EXERCISE PROMPT: Keeping every character in place, output all the data.

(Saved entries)

####

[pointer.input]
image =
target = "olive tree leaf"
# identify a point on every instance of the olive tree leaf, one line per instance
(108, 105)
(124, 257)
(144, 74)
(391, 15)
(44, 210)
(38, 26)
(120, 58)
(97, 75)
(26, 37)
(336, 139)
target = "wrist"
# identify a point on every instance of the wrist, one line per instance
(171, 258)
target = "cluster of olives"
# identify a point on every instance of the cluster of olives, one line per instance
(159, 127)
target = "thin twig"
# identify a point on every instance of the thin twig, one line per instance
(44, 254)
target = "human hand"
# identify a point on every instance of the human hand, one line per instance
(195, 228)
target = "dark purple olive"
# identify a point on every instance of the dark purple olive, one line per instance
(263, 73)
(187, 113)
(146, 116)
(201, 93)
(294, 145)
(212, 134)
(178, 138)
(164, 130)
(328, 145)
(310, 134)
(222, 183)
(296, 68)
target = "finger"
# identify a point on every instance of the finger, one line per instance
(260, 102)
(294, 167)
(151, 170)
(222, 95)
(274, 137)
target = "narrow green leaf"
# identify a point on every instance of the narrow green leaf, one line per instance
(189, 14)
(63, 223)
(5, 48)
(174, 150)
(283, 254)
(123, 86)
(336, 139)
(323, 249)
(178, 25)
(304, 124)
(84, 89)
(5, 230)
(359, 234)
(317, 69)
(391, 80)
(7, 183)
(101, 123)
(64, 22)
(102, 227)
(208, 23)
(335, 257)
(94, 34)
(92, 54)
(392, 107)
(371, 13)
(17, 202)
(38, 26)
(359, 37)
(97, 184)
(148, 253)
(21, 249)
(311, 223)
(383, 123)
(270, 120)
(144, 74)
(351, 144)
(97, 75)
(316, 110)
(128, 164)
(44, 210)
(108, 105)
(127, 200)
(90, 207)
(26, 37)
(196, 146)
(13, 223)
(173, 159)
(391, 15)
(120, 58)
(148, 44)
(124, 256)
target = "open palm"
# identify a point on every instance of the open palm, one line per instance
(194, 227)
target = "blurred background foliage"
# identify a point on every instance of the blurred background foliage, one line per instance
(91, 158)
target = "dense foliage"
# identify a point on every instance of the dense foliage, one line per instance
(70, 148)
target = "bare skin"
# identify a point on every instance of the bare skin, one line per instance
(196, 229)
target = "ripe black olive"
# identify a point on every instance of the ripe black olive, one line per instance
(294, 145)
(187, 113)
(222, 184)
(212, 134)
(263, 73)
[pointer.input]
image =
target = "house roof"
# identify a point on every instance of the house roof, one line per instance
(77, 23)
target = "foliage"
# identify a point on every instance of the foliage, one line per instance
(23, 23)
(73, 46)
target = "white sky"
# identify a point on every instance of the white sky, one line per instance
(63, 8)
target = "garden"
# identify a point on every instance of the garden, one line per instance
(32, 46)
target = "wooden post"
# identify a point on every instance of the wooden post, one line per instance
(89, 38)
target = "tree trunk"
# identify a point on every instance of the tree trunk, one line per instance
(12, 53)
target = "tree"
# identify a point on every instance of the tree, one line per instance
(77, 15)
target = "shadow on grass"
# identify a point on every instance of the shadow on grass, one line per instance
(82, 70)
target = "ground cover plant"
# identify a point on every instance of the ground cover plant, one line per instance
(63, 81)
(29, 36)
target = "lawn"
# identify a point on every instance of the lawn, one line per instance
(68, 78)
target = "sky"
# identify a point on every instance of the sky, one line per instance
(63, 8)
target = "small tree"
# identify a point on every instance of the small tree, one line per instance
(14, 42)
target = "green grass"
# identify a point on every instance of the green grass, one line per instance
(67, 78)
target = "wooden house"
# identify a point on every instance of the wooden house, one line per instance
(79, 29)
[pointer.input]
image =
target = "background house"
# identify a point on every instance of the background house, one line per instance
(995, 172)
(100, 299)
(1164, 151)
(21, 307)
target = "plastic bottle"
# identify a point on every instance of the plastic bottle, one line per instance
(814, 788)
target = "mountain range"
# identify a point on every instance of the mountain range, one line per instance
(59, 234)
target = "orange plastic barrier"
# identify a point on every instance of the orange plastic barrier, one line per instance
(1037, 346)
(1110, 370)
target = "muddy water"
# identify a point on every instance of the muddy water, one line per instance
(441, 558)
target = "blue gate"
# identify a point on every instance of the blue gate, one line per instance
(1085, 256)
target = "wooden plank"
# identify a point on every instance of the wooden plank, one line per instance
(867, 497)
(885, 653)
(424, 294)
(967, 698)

####

RESULT OF THIS TASK:
[pointer.input]
image =
target = "olive tree leaf"
# identify a point on every instance of the olive tree leaf, one line per instance
(108, 105)
(124, 257)
(144, 74)
(391, 15)
(44, 210)
(38, 26)
(120, 58)
(97, 75)
(26, 37)
(336, 139)
target = "wrist"
# identify a point on every instance of the wrist, one line per instance
(171, 258)
target = "cluster of olives"
# identify a point on every instance of the cluster of olives, one line per instance
(159, 127)
target = "thin twig"
# identify a point on every instance of the thin twig, one line per instance
(44, 254)
target = "human hand"
# identify a point on every instance of the human hand, one line per instance
(195, 228)
target = "dark purple olive"
# identify a point on every instance of the dark purple olive, one line per instance
(263, 73)
(187, 113)
(146, 116)
(201, 93)
(294, 145)
(212, 134)
(178, 138)
(164, 130)
(328, 145)
(310, 134)
(222, 183)
(296, 68)
target = "finger"
# identify a point on every instance of the finger, one line per instance
(260, 102)
(294, 167)
(151, 170)
(222, 95)
(274, 137)
target = "narrow green leaf"
# identify a point on every instance of the narrow green leaf, one line per instance
(189, 14)
(63, 223)
(5, 48)
(174, 150)
(283, 254)
(123, 86)
(336, 139)
(323, 249)
(178, 25)
(304, 124)
(84, 89)
(5, 230)
(359, 234)
(317, 69)
(391, 80)
(7, 183)
(101, 123)
(64, 22)
(102, 227)
(208, 23)
(335, 257)
(94, 34)
(92, 54)
(392, 107)
(371, 13)
(17, 202)
(38, 26)
(359, 37)
(97, 184)
(148, 253)
(21, 249)
(311, 223)
(383, 123)
(270, 120)
(144, 74)
(351, 144)
(97, 75)
(316, 110)
(128, 164)
(44, 210)
(108, 105)
(127, 200)
(90, 207)
(26, 37)
(196, 146)
(13, 223)
(173, 159)
(391, 15)
(120, 58)
(148, 44)
(124, 256)
target = "open palm"
# identify a point on every instance of the open palm, one line per instance
(194, 227)
target = "blurred background foliage"
# identify a point on every instance of the blurred background foliage, one line per instance
(91, 158)
target = "dense foliage"
# identify a point on every instance of the dense foliage, one line per instance
(70, 148)
target = "bare skin"
# identify a point on every instance of the bare skin, one line per instance
(196, 229)
target = "ripe black olive"
# identify a point on every instance of the ripe black olive, one line per instance
(294, 145)
(187, 113)
(222, 184)
(212, 134)
(263, 73)
[pointer.input]
image =
target = "house roof"
# identify a point on every instance of the house roof, one line per instance
(77, 23)
target = "foliage"
# identify a point on every instance of the foliage, one line per instance
(23, 23)
(73, 46)
target = "white sky"
# identify a point on every instance of the white sky, one line per instance
(63, 8)
target = "garden"
# identify a point on every instance of the garden, one line per instance
(32, 46)
target = "wooden post"
# identify a point on every instance of the wooden post, one line per instance
(89, 38)
target = "tree trunk"
# identify a point on every instance of the tree trunk, one line per instance
(12, 53)
target = "tree"
# identify a point on every instance of the tree, one line per instance
(77, 15)
target = "shadow on grass"
# identify a point on every instance of the shadow on grass, one line per instance
(82, 70)
target = "ground cover plant"
# identify a point on every instance of the ground cover plant, one line per instance
(63, 81)
(29, 36)
target = "lawn"
# identify a point on every instance of the lawn, one line per instance
(68, 78)
target = "sky"
# identify a point on every instance of the sky, one line per instance
(63, 8)
target = "small tree"
# identify a point on every instance of the small tree, one line per instance
(14, 42)
target = "green grass"
# identify a point on every instance of the green grass, one line per instance
(67, 78)
target = "wooden house"
# identify a point on every instance of the wooden house, one line per instance
(79, 29)
[pointer.input]
image =
target = "background house"
# identify a point on every instance of the background house, one line per instance
(995, 172)
(100, 299)
(1164, 151)
(21, 307)
target = "plastic bottle"
# identify a point on every instance of the plastic bottle, one line per instance
(814, 788)
target = "mountain range"
# identify a point on every instance of the mountain range, one line per instance
(59, 234)
target = "orange plastic barrier"
# identify a point on every instance of the orange plastic barrier, one line per instance
(1037, 346)
(1110, 370)
target = "muddy water"
# identify a point on every instance of the muddy water, one line per instance
(441, 558)
target = "blue gate"
# identify a point on every instance of the blue gate, one line per instance
(1085, 256)
target = "wooden plank"
# identify a point on every instance of the wooden plank, one line per instance
(867, 497)
(885, 653)
(424, 294)
(967, 698)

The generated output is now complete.